*What you are asked to do:*
In the listing below, swap "coordinates" for "pixel positions" on every line and leave everything else unchanged.
____ Record extracts
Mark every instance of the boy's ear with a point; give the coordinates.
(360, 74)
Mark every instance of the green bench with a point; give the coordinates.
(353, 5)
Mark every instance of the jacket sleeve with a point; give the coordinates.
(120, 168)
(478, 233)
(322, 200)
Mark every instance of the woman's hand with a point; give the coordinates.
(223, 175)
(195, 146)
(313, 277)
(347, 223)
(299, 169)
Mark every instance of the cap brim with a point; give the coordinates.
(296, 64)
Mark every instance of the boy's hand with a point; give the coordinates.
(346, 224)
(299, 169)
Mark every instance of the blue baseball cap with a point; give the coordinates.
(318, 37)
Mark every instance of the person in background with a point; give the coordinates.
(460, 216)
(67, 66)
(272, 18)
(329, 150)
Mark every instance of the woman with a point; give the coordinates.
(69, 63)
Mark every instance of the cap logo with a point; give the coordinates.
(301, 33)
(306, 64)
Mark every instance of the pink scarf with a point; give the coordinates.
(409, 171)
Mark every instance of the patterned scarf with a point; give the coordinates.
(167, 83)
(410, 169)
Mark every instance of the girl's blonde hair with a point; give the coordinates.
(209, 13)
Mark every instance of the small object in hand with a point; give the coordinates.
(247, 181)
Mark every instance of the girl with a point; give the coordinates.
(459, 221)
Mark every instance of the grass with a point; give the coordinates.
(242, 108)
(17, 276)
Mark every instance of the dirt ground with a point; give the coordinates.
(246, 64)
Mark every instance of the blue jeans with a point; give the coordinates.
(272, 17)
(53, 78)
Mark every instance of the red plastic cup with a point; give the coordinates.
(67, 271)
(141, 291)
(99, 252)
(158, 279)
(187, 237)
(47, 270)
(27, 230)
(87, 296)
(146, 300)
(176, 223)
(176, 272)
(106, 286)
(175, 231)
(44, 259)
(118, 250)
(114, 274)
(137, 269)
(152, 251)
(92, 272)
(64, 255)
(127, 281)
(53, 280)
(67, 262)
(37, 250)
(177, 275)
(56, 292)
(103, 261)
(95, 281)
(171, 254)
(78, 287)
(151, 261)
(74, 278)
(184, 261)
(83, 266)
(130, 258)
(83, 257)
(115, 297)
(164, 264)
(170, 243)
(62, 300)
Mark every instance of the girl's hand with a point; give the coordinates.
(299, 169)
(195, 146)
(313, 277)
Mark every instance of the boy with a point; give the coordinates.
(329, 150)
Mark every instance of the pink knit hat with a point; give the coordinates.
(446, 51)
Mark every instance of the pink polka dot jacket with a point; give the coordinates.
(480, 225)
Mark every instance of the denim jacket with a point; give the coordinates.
________
*Answer below:*
Mark every instance of the boy's ear with a point; give the pixel positions.
(360, 74)
Mark every instance of the green bench with a point; give the pixel positions.
(353, 5)
Mark every instance of the jacket sleeve with a point; give the pixel positions.
(120, 168)
(478, 233)
(322, 200)
Mark every instance of the woman's hand with a point; give the pixel positions.
(223, 175)
(195, 146)
(313, 277)
(347, 223)
(299, 169)
Mark every instance of the cap brim with a point; give the pixel positions.
(296, 64)
Mark every instance of the boy's hand with a point; give the pixel positions.
(346, 224)
(299, 169)
Mark every instance of the blue baseball cap with a point; give the pixel positions.
(318, 37)
Mark every instance of the person in background with a point; give the pixel positions.
(460, 216)
(67, 66)
(272, 18)
(329, 150)
Mark every instance of the woman with a point; give the pixel positions.
(69, 63)
Mark every instance of the cap logo with a point; give the pixel positions.
(301, 33)
(306, 64)
Mark every instance of the pink scarf with a point; give the pixel positions.
(409, 171)
Mark every instance of the patterned scarf with a point; give the pixel positions.
(167, 83)
(410, 169)
Mark every instance of the girl's blonde hair with a point; give the pixel positions.
(209, 13)
Mark every instance of the small object in hand with a point; give the pixel positions.
(247, 181)
Mark every instance of the girl with a point; give the pixel positions.
(459, 221)
Mark every instance of the grass with a point; give the pixel positions.
(242, 108)
(17, 276)
Mark every instance of the dirt ground with a point; give the pixel positions.
(246, 64)
Mark every instance of the blue jeans with a point; give the pixel positions.
(272, 17)
(53, 78)
Mark every instance of the red plastic cup with a point; give the pixel positions.
(67, 271)
(141, 291)
(99, 252)
(158, 279)
(187, 237)
(47, 270)
(27, 230)
(87, 296)
(146, 300)
(176, 223)
(176, 272)
(106, 286)
(175, 231)
(44, 259)
(118, 250)
(114, 274)
(137, 269)
(152, 251)
(92, 272)
(64, 255)
(127, 281)
(53, 280)
(67, 262)
(37, 250)
(177, 275)
(56, 292)
(103, 261)
(95, 281)
(171, 254)
(78, 287)
(151, 261)
(74, 278)
(184, 261)
(83, 266)
(130, 258)
(83, 257)
(115, 297)
(164, 264)
(170, 243)
(62, 300)
Mark every instance of the girl's hand with a point; give the pixel positions.
(299, 169)
(195, 146)
(313, 277)
Mark every instance of the boy with a point; give the pixel positions.
(329, 150)
Mark every instance of the pink knit hat with a point; give the pixel positions.
(446, 51)
Mark every instance of the pink polka dot jacket with a point; give the pixel positions.
(480, 225)
Mark every instance of the denim jacket with a point; give the pixel positions.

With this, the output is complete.